(Dataset excerpt)

++++++++++++++++++++

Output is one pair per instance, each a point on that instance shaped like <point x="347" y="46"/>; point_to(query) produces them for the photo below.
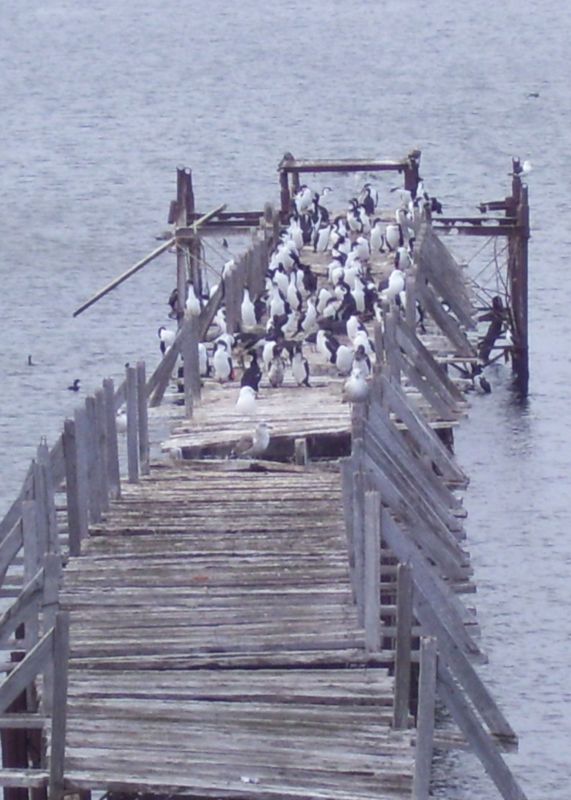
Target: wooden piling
<point x="132" y="426"/>
<point x="403" y="646"/>
<point x="425" y="719"/>
<point x="143" y="419"/>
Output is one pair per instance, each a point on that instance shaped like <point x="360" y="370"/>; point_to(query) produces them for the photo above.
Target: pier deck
<point x="215" y="647"/>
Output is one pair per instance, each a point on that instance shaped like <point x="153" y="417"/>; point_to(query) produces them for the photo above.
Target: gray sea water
<point x="101" y="100"/>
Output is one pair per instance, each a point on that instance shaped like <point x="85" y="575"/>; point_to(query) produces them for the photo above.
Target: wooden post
<point x="358" y="525"/>
<point x="101" y="447"/>
<point x="60" y="653"/>
<point x="301" y="451"/>
<point x="425" y="719"/>
<point x="112" y="458"/>
<point x="93" y="462"/>
<point x="143" y="419"/>
<point x="75" y="487"/>
<point x="403" y="646"/>
<point x="43" y="458"/>
<point x="372" y="572"/>
<point x="191" y="365"/>
<point x="132" y="427"/>
<point x="32" y="560"/>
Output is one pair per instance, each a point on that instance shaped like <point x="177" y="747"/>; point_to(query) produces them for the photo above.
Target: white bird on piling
<point x="246" y="402"/>
<point x="344" y="359"/>
<point x="254" y="445"/>
<point x="355" y="389"/>
<point x="192" y="302"/>
<point x="300" y="366"/>
<point x="166" y="337"/>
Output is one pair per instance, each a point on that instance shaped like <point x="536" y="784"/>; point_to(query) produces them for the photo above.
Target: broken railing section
<point x="407" y="560"/>
<point x="245" y="272"/>
<point x="35" y="632"/>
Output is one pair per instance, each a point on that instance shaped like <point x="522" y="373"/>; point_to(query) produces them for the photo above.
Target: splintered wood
<point x="215" y="647"/>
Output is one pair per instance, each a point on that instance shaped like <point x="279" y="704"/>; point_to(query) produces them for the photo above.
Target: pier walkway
<point x="269" y="628"/>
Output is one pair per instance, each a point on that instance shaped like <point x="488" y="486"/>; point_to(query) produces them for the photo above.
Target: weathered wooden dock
<point x="278" y="627"/>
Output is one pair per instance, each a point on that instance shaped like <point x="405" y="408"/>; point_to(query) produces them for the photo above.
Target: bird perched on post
<point x="254" y="445"/>
<point x="222" y="362"/>
<point x="299" y="366"/>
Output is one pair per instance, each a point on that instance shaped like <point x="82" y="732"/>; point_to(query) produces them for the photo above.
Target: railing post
<point x="425" y="719"/>
<point x="101" y="448"/>
<point x="113" y="469"/>
<point x="93" y="461"/>
<point x="60" y="653"/>
<point x="132" y="427"/>
<point x="191" y="367"/>
<point x="372" y="572"/>
<point x="143" y="418"/>
<point x="403" y="646"/>
<point x="75" y="486"/>
<point x="52" y="572"/>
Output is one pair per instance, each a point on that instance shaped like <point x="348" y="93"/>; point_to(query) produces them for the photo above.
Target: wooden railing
<point x="401" y="507"/>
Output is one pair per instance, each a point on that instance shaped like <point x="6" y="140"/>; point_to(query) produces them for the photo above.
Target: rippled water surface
<point x="100" y="102"/>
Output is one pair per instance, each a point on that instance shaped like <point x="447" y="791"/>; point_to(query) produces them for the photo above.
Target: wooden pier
<point x="211" y="626"/>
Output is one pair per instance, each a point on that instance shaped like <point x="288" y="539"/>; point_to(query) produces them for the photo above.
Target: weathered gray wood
<point x="433" y="546"/>
<point x="425" y="719"/>
<point x="143" y="419"/>
<point x="76" y="489"/>
<point x="301" y="451"/>
<point x="447" y="607"/>
<point x="50" y="606"/>
<point x="424" y="360"/>
<point x="60" y="654"/>
<point x="191" y="366"/>
<point x="426" y="440"/>
<point x="445" y="322"/>
<point x="112" y="456"/>
<point x="403" y="646"/>
<point x="359" y="525"/>
<point x="132" y="426"/>
<point x="45" y="461"/>
<point x="24" y="605"/>
<point x="9" y="547"/>
<point x="93" y="461"/>
<point x="101" y="446"/>
<point x="41" y="509"/>
<point x="479" y="739"/>
<point x="372" y="572"/>
<point x="27" y="669"/>
<point x="33" y="558"/>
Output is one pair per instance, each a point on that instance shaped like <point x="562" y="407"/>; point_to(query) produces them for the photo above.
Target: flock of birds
<point x="301" y="307"/>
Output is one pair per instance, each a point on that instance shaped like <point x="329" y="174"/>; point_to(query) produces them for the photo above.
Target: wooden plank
<point x="112" y="455"/>
<point x="445" y="322"/>
<point x="426" y="440"/>
<point x="480" y="741"/>
<point x="403" y="646"/>
<point x="23" y="606"/>
<point x="75" y="487"/>
<point x="27" y="669"/>
<point x="60" y="645"/>
<point x="132" y="426"/>
<point x="372" y="572"/>
<point x="425" y="719"/>
<point x="142" y="419"/>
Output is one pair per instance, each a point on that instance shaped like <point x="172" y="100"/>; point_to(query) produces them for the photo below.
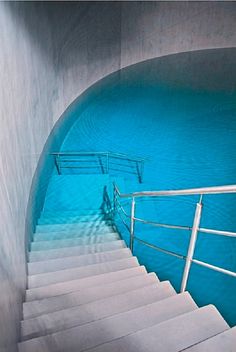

++++++++++++++++++++

List every line in the entries above that contains the string "gray". Letter case counts.

Target: gray sea water
Target: weathered gray wood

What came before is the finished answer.